• Set task:
Please find each line in the rows below that contains the word "purple" and copy it.

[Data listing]
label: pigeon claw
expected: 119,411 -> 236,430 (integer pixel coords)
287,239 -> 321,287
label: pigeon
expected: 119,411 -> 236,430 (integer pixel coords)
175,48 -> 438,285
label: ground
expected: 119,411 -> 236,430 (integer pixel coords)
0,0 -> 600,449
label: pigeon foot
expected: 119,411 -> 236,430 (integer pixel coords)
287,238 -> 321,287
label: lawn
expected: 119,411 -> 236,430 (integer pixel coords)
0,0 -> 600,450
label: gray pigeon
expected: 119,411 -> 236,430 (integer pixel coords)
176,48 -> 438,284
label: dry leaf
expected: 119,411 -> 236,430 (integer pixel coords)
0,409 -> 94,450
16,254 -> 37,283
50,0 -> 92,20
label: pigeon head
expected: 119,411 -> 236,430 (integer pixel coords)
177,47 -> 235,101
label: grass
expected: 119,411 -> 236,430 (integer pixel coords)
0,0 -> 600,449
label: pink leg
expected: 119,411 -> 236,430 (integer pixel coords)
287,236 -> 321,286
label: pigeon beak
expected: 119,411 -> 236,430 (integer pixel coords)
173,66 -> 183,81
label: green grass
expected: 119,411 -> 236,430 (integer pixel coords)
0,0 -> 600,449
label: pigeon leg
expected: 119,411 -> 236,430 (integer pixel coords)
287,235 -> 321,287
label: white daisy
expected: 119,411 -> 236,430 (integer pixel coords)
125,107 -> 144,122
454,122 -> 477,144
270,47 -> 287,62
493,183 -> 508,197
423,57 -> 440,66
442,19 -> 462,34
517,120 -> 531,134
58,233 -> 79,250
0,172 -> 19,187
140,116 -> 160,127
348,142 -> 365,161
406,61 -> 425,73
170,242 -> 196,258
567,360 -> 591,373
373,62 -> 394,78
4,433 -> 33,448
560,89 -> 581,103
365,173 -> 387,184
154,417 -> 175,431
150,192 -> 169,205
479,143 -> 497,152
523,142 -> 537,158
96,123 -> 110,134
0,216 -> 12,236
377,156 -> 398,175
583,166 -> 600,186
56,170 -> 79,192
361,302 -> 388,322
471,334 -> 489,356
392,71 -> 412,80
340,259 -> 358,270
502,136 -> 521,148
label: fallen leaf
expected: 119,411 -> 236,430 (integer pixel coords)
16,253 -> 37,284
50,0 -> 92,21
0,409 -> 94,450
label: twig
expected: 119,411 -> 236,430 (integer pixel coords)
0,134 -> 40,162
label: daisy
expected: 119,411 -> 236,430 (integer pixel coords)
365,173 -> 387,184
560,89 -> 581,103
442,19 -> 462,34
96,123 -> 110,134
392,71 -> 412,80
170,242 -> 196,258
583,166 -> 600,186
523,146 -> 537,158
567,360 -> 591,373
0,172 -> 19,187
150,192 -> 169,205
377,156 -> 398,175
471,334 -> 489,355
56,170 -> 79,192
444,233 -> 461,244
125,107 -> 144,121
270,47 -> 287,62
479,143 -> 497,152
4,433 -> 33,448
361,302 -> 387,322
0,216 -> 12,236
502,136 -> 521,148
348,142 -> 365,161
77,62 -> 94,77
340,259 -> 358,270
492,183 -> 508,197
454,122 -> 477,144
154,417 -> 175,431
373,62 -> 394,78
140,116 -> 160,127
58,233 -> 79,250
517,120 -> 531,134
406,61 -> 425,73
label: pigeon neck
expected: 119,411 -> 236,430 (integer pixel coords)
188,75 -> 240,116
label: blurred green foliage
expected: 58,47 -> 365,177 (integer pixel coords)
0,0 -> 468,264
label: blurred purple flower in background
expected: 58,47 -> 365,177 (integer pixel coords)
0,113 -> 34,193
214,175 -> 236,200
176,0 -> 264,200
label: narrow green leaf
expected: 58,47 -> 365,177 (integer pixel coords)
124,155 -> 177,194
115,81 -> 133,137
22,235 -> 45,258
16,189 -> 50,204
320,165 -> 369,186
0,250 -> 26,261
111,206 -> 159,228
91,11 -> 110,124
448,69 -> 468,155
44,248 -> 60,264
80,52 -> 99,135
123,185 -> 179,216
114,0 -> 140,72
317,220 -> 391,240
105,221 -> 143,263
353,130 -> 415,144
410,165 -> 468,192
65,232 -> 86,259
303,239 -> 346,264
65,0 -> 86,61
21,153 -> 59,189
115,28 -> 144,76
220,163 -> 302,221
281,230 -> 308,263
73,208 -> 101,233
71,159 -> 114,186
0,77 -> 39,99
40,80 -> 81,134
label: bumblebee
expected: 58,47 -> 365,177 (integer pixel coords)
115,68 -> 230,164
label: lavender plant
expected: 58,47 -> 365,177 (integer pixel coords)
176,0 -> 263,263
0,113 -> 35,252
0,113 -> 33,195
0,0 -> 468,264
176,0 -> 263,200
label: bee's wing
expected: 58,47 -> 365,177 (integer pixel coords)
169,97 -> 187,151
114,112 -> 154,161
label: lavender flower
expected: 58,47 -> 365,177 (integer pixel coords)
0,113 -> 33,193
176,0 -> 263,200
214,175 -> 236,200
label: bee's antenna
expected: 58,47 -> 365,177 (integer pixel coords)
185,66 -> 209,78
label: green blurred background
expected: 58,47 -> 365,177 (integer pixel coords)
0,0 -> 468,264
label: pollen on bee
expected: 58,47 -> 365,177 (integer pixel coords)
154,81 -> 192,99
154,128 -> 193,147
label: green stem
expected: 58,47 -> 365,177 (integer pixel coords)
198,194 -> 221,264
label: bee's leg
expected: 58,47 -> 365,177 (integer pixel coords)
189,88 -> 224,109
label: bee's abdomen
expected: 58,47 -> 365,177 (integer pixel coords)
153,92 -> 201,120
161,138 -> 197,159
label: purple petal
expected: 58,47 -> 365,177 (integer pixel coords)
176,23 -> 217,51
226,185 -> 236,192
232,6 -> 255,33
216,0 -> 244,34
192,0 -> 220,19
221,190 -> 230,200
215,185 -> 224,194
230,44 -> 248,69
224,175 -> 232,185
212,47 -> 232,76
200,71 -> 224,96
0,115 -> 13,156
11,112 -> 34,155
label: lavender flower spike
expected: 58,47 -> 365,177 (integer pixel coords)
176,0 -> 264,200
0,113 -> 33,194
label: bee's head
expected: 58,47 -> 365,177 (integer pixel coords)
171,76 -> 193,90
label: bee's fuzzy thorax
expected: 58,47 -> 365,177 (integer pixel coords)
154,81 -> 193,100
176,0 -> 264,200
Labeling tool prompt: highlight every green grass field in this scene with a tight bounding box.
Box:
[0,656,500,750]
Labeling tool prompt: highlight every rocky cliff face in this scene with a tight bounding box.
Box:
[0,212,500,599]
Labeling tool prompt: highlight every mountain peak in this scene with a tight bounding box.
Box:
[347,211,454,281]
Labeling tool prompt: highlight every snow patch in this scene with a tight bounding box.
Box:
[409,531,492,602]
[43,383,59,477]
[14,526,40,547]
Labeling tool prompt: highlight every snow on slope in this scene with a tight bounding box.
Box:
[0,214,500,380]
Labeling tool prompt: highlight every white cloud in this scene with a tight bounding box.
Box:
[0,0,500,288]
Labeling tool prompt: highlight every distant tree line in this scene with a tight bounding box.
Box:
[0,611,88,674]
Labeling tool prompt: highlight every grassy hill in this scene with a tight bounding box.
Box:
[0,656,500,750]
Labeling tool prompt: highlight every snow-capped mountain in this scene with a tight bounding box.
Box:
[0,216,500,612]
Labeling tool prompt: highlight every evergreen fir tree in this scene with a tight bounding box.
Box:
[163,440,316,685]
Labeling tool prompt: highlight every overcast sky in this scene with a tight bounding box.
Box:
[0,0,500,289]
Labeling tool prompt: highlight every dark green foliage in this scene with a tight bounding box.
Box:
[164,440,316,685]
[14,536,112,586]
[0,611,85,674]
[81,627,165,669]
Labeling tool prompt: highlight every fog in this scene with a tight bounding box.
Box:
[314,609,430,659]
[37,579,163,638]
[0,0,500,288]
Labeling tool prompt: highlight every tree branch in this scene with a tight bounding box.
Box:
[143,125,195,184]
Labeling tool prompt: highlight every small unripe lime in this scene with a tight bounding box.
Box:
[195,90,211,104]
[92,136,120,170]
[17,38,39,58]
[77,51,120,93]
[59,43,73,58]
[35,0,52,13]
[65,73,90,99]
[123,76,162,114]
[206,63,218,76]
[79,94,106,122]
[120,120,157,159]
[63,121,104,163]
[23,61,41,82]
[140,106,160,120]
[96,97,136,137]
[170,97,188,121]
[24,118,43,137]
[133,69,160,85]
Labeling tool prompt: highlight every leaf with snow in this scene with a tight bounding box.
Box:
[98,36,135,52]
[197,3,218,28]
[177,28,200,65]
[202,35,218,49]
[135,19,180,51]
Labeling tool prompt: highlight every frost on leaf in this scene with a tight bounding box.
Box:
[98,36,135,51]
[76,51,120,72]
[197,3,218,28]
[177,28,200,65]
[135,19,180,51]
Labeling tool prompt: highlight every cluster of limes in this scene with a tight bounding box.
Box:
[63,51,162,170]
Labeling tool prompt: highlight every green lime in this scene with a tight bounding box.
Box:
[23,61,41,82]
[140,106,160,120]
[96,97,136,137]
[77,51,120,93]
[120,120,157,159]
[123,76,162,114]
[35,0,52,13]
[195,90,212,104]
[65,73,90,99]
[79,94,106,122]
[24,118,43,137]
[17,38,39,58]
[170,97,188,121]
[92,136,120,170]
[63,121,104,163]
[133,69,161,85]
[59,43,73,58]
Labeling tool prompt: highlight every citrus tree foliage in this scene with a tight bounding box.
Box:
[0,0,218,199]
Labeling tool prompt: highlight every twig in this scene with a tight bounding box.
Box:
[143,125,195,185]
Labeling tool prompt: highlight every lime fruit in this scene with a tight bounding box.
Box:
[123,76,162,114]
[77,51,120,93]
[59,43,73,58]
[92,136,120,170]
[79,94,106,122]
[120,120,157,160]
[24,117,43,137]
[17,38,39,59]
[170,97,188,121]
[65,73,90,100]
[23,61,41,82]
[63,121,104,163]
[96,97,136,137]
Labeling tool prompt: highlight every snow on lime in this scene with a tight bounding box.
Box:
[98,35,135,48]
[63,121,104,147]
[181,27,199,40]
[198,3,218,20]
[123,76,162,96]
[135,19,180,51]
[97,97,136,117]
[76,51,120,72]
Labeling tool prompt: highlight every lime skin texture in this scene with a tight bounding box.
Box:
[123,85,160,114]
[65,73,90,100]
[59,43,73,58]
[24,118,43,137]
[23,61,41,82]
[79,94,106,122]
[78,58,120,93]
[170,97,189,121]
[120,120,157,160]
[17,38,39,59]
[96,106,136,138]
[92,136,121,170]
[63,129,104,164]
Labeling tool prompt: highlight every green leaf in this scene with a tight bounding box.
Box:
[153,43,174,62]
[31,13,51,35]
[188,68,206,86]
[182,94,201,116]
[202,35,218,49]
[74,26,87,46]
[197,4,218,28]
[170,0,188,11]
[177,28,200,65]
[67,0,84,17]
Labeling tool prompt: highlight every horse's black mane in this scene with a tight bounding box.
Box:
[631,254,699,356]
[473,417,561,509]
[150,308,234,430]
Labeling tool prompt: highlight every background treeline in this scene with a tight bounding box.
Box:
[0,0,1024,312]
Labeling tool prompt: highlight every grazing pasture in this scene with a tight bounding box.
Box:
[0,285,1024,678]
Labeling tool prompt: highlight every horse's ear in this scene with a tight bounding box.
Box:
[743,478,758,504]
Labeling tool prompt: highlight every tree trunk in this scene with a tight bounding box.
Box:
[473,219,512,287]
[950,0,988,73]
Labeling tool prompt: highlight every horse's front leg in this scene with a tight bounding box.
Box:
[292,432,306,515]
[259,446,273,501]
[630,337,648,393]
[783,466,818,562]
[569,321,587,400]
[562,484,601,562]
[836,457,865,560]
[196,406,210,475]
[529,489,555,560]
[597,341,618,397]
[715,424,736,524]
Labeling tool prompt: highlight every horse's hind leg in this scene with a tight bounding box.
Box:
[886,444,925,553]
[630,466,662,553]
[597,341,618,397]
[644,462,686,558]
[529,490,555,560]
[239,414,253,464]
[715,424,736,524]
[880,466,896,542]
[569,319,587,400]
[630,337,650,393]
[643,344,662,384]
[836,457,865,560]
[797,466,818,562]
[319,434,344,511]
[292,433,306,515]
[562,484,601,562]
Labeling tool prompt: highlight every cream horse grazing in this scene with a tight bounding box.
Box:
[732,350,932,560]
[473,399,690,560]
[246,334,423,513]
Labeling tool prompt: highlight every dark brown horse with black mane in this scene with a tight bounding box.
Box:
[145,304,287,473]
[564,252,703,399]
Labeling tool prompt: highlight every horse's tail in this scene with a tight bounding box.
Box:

• Solution:
label: blurred purple flower in background
label: purple petal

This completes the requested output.